----- Extract to read

Jun
03
Date: 03-June-2026
Time: 9:30 AM ET (New York Time)
Duration: Approximately 90 minutes
Presenter: Dr. Ulugbek Kamilov
Abstract
Computational imaging problems are often formulated as ill-posed inverse problems, requiring the integration of prior knowledge to recover high-quality images from limited or corrupted measurements. This talk focuses on score-based methods, which approximate the gradient of the log-prior (known as the score function) using pre-trained deep restoration networks. The presenter I will present recent advances for learning score functions without access to clean training data. These include characterizing score functions via general restoration networks, learning from partial measurements, and model-based strategies that incorporate forward models into training. The talk will also cover the theoretical foundations of these approaches and their applications in biomedical image reconstruction.
Biography
Ulugbek S. Kamilov received the B.Sc./M.Sc. in communication systems and the Ph.D. in electrical engineering from EPFL, Switzerland in 2011 & 2015 respectively.
He is currently the Leon and Elizabeth Janssen Associate Professor of Electrical and Computer Engineering (ECE) at the University of Wisconsin–Madison, where he founded and leads the Computational Imaging Group (CIG). Prior to joining UW–Madison, he held academic and research appointments as the Donald L. Snyder Associate Professor at Washington University in St. Louis, Visiting Professor at École Normale Supérieure in Paris, Visiting Faculty Researcher at Google, and Research Scientist at Mitsubishi Electric Research Laboratories (MERL).

----------

Update the passage of the talk announcement that opens with the words containing "He is currently" and closes with "Research Laboratories (MERL).", writing it out again with "academic and research appointments" changed to "positions". The records that come next have no connection to the talk announcement.

----- Stored data

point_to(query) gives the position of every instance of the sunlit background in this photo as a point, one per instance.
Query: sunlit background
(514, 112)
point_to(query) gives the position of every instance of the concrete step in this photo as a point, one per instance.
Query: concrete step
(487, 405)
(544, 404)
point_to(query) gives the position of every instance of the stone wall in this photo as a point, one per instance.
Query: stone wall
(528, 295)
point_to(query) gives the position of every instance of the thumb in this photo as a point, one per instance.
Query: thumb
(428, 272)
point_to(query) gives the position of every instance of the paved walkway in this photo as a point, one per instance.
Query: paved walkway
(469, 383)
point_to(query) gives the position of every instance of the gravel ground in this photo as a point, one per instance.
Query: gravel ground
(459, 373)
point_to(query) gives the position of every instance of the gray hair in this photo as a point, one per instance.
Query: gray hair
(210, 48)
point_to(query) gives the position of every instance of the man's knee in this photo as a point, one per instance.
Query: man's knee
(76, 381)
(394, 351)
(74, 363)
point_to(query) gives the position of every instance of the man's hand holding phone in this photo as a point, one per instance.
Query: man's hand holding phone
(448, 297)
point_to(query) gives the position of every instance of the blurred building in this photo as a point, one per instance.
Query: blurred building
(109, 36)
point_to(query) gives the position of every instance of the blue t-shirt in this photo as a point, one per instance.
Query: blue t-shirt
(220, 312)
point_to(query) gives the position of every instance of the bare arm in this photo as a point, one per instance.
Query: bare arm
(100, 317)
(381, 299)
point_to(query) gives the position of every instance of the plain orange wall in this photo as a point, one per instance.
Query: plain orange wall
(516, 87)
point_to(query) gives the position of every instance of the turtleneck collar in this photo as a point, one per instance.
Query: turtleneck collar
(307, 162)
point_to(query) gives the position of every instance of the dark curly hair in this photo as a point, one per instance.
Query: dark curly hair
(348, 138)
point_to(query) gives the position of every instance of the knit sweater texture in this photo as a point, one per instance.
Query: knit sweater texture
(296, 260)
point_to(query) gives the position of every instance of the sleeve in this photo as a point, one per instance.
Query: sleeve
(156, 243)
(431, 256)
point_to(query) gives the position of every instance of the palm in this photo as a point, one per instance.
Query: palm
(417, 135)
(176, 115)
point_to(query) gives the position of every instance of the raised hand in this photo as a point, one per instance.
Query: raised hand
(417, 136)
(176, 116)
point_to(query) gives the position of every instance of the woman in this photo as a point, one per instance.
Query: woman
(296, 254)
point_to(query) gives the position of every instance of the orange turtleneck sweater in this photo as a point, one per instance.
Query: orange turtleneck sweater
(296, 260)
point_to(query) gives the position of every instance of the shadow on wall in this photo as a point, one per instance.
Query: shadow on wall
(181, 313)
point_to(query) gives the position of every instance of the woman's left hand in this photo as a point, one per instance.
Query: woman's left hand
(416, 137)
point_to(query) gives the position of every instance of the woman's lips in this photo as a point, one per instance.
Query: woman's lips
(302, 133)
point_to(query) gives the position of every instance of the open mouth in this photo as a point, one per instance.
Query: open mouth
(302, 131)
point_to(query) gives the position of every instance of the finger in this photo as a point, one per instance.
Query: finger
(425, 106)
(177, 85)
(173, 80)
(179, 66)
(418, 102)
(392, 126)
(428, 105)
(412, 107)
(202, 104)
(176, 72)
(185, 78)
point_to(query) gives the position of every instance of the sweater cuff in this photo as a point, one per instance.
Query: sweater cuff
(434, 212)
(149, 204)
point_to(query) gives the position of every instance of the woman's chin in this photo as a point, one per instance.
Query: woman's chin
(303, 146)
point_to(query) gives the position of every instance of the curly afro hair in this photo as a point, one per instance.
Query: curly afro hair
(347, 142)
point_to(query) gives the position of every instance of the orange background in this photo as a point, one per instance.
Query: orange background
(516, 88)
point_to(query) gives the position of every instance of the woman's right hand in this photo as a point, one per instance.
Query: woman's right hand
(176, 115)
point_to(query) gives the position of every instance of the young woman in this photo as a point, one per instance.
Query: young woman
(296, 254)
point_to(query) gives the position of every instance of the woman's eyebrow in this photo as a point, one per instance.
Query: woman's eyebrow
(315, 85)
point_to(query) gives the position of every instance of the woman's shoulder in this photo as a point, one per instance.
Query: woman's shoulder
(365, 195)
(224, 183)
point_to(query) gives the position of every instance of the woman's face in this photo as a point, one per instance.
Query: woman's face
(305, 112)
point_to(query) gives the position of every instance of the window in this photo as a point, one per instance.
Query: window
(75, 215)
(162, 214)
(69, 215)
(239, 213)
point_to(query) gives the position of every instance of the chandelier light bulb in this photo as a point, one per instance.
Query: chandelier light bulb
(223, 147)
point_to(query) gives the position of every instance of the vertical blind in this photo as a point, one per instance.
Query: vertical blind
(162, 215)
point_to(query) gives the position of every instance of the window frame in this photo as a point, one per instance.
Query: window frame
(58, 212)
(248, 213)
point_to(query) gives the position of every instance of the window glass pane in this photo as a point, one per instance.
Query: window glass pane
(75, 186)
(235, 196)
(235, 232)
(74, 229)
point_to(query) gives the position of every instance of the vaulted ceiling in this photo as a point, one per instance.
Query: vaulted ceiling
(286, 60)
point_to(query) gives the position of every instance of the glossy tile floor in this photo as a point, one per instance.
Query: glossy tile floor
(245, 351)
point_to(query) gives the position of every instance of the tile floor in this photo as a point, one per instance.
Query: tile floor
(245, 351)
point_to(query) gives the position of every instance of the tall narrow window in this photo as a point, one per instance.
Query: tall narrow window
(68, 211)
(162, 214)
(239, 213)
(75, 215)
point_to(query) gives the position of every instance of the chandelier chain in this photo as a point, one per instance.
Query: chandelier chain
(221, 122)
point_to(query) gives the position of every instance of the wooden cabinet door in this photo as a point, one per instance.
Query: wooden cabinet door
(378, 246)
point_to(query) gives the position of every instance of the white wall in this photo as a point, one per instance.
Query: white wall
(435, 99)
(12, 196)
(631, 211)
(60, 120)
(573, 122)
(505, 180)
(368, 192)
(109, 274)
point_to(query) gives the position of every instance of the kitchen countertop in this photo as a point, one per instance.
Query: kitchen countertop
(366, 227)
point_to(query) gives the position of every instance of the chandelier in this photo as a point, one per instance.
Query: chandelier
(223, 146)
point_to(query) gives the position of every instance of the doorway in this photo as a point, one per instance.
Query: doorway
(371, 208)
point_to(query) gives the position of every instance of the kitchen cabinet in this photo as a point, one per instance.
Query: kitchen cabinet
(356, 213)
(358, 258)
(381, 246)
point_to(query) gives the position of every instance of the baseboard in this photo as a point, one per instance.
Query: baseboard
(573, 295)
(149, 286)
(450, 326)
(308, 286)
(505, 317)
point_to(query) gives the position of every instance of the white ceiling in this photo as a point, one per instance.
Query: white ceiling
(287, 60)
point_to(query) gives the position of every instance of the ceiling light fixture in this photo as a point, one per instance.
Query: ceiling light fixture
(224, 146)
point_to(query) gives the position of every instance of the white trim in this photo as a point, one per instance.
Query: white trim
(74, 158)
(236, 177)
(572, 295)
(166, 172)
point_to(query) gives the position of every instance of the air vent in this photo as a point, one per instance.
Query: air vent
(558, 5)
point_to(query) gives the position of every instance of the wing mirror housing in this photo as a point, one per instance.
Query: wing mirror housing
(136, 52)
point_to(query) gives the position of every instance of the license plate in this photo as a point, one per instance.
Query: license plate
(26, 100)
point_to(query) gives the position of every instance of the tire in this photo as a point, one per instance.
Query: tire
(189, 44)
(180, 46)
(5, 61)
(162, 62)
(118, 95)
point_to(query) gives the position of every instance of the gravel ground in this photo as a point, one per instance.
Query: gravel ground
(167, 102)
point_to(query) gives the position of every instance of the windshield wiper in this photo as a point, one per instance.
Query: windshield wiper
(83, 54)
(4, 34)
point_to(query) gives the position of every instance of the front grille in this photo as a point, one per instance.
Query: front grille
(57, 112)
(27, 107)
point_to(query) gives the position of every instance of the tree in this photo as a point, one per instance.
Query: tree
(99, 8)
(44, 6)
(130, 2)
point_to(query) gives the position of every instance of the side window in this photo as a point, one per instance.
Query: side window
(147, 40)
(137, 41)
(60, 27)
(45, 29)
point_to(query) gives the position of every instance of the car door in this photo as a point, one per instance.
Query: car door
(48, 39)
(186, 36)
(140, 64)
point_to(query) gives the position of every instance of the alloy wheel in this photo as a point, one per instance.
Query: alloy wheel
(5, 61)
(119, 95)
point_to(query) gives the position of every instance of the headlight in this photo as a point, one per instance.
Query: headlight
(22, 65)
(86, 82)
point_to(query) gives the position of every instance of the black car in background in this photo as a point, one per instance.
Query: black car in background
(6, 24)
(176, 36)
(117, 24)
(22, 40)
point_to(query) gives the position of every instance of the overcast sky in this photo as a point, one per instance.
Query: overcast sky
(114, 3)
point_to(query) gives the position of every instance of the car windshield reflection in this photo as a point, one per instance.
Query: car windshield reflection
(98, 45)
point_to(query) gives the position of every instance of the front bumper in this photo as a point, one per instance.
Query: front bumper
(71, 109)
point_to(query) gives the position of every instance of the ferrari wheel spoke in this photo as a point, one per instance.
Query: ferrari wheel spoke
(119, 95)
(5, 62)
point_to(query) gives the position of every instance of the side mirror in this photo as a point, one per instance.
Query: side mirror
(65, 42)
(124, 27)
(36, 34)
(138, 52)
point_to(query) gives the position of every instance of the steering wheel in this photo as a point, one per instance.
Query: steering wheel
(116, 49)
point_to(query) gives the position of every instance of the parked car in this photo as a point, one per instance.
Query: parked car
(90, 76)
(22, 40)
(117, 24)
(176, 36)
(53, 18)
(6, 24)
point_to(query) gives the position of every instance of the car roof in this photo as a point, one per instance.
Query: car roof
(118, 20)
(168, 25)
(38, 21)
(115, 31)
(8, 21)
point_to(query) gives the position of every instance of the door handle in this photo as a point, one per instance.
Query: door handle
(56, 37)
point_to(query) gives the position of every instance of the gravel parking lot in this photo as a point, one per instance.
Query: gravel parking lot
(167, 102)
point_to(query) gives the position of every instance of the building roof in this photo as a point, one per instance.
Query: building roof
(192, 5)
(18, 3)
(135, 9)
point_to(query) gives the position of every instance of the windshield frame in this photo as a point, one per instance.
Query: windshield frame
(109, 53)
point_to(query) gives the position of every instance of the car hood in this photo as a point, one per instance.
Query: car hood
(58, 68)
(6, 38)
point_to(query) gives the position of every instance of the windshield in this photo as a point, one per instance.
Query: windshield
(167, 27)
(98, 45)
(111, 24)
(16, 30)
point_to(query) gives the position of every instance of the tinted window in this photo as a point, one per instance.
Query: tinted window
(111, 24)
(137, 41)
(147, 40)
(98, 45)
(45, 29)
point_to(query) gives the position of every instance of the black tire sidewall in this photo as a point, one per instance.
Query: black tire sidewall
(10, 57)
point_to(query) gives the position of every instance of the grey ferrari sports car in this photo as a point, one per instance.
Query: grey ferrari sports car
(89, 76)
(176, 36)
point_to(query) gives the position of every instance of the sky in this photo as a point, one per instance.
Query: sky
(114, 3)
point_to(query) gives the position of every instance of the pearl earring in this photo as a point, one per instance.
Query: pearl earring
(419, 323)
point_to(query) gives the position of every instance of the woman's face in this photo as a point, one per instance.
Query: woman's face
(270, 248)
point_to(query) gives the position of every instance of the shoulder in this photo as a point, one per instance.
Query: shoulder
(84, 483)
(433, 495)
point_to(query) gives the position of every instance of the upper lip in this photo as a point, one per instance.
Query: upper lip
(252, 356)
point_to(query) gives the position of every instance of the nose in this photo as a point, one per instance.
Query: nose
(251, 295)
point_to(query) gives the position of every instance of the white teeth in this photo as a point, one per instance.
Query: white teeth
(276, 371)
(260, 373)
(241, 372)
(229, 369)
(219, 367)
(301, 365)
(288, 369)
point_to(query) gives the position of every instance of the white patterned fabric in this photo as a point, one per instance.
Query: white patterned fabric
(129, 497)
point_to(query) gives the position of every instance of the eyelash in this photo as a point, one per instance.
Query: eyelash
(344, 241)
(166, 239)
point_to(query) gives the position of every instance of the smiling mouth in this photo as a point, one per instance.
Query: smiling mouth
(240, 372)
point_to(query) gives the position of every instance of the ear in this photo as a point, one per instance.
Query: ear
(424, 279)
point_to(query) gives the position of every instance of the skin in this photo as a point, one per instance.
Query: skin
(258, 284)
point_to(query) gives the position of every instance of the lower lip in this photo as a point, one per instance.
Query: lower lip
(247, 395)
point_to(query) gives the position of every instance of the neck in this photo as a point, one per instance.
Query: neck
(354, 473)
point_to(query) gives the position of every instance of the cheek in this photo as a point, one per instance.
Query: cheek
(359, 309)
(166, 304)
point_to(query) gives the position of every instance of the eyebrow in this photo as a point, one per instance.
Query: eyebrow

----------

_Response_
He is currently the Leon and Elizabeth Janssen Associate Professor of Electrical and Computer Engineering (ECE) at the University of Wisconsin–Madison, where he founded and leads the Computational Imaging Group (CIG). Prior to joining UW–Madison, he held positions as the Donald L. Snyder Associate Professor at Washington University in St. Louis, Visiting Professor at École Normale Supérieure in Paris, Visiting Faculty Researcher at Google, and Research Scientist at Mitsubishi Electric Research Laboratories (MERL).